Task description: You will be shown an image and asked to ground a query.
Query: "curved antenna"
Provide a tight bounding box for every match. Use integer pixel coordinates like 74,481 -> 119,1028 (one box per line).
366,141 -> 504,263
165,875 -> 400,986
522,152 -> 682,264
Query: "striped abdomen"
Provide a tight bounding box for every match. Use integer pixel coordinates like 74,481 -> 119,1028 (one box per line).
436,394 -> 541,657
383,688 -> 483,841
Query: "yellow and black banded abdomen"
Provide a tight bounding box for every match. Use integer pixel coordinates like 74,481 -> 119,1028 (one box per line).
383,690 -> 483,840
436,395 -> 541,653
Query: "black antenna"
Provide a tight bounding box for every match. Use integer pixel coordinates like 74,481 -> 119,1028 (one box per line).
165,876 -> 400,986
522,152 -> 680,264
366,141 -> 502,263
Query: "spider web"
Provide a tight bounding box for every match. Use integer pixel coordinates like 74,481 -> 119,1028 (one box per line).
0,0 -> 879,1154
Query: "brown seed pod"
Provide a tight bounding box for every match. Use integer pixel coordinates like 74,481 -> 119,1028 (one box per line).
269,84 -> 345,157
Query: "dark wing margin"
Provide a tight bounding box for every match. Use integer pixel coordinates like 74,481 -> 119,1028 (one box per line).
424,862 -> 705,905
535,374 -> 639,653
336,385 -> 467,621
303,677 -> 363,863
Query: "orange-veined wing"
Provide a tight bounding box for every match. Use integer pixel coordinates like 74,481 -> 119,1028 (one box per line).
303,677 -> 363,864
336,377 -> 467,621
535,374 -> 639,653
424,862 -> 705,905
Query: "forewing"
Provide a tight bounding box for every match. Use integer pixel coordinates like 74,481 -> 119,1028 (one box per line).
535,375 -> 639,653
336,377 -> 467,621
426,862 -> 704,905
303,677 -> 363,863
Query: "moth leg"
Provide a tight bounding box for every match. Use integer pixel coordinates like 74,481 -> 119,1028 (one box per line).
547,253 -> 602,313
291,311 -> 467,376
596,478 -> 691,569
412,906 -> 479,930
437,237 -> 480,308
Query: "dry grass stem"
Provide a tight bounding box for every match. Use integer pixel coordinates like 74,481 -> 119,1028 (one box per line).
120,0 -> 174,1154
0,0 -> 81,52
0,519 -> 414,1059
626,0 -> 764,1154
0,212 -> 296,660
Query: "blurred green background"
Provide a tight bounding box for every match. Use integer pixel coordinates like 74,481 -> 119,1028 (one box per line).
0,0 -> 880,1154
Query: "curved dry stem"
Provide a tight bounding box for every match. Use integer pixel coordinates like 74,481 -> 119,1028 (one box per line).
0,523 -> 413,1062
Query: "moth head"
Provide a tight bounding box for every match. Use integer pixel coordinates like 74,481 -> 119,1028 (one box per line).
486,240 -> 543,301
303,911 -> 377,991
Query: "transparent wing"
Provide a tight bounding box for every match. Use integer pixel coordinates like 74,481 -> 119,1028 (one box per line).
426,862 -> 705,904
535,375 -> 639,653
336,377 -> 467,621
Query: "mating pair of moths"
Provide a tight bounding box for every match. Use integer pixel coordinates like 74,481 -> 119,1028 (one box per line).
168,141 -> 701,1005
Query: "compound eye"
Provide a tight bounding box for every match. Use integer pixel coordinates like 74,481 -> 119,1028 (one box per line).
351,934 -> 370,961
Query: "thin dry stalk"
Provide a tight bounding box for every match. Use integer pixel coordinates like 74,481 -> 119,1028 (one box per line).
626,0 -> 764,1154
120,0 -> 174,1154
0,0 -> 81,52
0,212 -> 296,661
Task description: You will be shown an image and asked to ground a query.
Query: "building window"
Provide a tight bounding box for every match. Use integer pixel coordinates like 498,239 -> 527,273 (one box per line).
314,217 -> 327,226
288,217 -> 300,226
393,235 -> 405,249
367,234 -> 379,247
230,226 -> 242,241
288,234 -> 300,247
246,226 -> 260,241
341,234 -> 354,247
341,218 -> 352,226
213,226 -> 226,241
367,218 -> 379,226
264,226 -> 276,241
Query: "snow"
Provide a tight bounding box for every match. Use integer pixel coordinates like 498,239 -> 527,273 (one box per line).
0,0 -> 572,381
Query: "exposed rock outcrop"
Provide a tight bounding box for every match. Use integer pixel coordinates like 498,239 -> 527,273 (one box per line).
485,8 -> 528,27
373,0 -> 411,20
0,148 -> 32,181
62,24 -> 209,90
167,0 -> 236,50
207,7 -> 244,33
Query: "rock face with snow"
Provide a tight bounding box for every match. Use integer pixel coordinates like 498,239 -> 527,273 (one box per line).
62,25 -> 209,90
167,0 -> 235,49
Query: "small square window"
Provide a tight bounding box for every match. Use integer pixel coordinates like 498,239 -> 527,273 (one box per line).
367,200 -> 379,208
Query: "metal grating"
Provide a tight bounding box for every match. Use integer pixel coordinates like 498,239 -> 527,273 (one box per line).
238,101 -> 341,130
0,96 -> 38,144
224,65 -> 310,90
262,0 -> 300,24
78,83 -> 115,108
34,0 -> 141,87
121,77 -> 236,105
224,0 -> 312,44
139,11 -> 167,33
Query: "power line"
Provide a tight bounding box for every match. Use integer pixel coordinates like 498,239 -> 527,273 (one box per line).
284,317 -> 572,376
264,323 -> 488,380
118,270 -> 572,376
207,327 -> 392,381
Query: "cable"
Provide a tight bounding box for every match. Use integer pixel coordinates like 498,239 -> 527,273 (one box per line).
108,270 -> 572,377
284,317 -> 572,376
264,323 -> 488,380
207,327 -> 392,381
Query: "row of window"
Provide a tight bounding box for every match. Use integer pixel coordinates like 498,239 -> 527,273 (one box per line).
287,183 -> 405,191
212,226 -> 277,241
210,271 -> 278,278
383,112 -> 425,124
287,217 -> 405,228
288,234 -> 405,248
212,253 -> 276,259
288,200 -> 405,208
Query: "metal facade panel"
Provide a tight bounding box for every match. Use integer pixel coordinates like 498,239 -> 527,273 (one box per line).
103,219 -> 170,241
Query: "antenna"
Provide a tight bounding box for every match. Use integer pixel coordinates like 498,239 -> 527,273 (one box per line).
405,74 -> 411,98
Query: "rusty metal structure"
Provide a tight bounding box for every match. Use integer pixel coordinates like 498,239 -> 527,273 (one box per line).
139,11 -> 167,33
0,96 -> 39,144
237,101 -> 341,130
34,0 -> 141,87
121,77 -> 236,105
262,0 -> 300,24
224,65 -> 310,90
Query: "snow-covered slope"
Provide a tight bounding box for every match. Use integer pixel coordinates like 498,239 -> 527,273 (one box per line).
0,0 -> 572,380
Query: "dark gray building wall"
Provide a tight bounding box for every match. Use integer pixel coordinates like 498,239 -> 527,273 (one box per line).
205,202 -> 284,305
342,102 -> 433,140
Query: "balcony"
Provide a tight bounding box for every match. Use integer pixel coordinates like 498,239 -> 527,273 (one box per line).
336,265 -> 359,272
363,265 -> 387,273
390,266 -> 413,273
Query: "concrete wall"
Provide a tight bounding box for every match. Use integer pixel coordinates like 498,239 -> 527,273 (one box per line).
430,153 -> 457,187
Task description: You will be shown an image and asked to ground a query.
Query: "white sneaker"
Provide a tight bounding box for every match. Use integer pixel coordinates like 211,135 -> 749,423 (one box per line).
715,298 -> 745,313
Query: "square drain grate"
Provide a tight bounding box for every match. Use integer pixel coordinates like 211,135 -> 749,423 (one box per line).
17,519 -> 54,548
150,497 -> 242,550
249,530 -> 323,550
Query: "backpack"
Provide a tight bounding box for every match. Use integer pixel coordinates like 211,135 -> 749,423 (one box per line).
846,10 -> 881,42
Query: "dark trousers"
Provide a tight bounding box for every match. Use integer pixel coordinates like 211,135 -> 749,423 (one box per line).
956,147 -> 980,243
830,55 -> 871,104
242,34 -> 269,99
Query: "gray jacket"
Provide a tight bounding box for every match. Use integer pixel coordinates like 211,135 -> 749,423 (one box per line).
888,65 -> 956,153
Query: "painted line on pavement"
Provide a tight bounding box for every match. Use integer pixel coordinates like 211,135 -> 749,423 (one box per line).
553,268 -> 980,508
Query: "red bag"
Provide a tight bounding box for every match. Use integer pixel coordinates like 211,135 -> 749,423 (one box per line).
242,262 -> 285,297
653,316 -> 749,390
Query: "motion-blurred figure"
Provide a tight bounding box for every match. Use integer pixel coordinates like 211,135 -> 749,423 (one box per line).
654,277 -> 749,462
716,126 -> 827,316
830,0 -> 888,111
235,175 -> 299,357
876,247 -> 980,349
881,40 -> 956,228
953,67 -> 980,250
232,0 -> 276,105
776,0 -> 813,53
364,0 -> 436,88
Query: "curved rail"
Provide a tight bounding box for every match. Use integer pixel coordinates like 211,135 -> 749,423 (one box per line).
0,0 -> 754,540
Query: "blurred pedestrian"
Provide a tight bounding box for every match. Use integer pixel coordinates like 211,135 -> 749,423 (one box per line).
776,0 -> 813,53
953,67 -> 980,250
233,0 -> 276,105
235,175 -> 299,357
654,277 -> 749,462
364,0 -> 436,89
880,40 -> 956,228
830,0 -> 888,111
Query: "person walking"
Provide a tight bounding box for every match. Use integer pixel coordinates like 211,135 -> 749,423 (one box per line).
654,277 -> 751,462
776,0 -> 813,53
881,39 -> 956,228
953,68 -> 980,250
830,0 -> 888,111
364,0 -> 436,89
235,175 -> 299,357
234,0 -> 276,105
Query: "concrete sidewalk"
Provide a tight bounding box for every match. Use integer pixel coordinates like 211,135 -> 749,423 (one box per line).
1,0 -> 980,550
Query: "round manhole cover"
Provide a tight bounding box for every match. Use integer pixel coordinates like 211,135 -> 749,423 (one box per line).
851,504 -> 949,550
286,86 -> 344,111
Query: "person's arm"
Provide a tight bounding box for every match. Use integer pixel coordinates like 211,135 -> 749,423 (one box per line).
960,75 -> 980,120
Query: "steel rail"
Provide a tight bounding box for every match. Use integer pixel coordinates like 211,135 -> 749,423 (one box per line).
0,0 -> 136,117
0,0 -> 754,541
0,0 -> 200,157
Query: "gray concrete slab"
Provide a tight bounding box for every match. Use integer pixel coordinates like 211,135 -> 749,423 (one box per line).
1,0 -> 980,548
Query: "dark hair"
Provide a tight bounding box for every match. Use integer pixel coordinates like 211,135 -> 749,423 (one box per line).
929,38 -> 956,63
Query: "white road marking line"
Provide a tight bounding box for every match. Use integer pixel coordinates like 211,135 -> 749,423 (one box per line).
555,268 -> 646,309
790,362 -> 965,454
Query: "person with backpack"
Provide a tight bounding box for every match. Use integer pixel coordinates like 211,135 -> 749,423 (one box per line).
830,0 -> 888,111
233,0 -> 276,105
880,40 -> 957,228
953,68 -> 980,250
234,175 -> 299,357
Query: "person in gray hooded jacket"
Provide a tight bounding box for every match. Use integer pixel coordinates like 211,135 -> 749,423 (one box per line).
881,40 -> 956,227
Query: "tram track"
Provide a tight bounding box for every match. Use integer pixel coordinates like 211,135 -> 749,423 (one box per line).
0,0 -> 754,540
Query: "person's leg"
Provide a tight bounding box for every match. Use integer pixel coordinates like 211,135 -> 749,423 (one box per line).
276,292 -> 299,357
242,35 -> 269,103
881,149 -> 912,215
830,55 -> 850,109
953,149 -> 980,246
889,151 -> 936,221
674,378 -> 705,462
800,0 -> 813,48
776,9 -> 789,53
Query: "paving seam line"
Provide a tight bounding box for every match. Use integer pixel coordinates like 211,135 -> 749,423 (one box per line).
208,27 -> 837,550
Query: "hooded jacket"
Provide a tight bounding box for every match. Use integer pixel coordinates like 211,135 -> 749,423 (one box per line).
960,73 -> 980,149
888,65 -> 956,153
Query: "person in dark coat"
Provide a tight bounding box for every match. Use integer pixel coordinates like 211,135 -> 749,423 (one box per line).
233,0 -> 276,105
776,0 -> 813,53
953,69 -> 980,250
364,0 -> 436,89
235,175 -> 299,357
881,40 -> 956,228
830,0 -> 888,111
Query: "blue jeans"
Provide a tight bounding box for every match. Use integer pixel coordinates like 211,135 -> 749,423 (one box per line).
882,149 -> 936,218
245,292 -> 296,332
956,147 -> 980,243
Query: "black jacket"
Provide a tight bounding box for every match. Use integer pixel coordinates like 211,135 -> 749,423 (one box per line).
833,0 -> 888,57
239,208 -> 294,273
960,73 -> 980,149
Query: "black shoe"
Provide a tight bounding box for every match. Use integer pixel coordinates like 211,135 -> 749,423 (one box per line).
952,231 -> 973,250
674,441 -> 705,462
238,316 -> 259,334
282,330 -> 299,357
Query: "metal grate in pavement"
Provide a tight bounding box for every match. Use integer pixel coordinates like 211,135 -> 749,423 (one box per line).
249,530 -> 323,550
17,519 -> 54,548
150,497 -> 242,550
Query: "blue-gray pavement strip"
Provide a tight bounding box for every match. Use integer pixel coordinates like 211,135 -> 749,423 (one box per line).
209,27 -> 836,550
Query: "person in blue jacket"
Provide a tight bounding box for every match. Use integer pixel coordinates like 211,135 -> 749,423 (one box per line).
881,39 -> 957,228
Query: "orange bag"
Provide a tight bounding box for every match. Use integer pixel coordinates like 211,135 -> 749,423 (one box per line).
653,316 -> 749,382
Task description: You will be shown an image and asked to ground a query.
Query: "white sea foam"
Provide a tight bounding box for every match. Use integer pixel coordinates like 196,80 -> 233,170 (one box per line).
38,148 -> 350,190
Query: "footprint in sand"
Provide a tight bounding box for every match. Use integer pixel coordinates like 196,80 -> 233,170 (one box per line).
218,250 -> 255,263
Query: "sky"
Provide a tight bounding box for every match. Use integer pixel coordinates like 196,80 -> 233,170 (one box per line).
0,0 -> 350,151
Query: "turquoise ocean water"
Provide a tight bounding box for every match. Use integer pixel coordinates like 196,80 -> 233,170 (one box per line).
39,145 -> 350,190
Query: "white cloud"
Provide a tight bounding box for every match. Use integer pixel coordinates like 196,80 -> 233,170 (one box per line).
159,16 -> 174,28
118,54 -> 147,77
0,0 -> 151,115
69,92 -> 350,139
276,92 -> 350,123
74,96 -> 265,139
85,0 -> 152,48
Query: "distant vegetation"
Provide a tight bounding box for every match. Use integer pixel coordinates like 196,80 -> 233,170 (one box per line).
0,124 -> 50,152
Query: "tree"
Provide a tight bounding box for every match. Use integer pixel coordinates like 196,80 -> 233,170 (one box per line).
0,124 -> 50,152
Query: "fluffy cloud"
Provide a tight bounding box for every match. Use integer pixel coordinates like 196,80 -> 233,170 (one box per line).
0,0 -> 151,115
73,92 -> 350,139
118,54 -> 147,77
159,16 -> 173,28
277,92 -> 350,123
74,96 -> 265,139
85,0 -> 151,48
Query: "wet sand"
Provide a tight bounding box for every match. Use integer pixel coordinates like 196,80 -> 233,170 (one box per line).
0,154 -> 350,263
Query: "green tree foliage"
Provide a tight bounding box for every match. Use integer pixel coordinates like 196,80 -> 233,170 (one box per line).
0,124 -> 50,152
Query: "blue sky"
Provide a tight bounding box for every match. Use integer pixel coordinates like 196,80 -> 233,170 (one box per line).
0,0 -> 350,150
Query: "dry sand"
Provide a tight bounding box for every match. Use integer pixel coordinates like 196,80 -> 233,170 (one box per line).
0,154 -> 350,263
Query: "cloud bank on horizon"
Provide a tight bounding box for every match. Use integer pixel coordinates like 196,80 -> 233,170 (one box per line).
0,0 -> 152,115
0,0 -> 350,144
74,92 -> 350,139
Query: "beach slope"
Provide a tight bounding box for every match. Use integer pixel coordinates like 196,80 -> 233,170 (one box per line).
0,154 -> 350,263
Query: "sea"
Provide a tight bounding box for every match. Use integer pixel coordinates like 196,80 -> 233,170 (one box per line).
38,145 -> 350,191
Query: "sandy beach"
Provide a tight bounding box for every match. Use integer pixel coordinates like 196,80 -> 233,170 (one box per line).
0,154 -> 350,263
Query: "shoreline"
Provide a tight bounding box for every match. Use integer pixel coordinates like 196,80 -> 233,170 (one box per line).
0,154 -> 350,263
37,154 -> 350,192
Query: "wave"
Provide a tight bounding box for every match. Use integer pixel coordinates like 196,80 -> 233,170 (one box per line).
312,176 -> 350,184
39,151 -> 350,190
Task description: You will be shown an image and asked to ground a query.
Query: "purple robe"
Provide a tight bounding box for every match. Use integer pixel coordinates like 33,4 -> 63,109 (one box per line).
-=-=-
What is expected
Please return every line of the records above that contains the word "person".

Finished exercise
Query: "person walking"
Query: "person's arm"
Query: "person with backpack"
Query: "person in gray hooded jacket"
Query: "person's leg"
Query: "person in dark coat"
Query: "person in blue jacket"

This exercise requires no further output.